Excerpts from location labeling data:

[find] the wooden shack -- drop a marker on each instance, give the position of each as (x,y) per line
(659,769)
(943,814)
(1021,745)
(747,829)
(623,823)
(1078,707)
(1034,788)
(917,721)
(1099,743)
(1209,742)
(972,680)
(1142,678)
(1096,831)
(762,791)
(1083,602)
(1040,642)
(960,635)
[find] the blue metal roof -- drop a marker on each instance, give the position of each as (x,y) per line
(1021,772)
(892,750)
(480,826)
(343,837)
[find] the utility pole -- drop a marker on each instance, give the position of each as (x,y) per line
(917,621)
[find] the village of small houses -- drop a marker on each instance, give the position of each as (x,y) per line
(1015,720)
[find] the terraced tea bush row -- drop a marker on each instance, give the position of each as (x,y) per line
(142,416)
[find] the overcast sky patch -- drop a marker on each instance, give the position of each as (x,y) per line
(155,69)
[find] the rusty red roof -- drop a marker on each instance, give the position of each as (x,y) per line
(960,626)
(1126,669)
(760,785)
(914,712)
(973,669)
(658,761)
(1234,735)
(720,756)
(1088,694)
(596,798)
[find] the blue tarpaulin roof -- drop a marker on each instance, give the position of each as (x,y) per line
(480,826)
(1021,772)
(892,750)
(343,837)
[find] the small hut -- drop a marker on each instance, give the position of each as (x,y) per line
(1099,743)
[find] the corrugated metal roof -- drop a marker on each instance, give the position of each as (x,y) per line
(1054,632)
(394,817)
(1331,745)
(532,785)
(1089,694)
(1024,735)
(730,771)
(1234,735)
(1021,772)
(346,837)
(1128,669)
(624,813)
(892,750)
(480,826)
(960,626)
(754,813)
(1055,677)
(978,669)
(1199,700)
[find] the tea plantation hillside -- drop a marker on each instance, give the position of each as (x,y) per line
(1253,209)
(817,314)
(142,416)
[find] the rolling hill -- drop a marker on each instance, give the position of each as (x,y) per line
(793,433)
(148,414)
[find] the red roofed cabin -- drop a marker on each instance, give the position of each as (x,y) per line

# Written request
Write out again, unchanged, the lines from the one holding "[find] the blue tarpaulin" through the last line above, inclusive.

# Answer
[find] the blue tarpaulin roof -- drop a marker on each instance, give the position of each as (x,y) per line
(480,826)
(1021,772)
(892,750)
(343,837)
[find] the small hut -- drop a marker on each instance, give the position of each as (x,y) per line
(1099,743)
[find] the corrugated metal roof -- drop a marker on each instance, give the position of each as (x,y) per line
(1054,632)
(394,817)
(1331,745)
(532,785)
(1089,694)
(1024,735)
(730,771)
(1234,735)
(1021,772)
(346,837)
(1128,669)
(624,813)
(892,750)
(480,826)
(960,626)
(754,813)
(1055,677)
(978,669)
(1199,700)
[find] the tea plantation hillside -- drop a marker on each instance, give the position of each as (x,y) per line
(1253,209)
(817,314)
(142,416)
[find] the rolling hill -- drop a marker on each instance, give the position of each as (x,y) per line
(793,433)
(148,414)
[find] the red roofed cabin -- drop a marker on each instance, give the position of each as (x,y) per line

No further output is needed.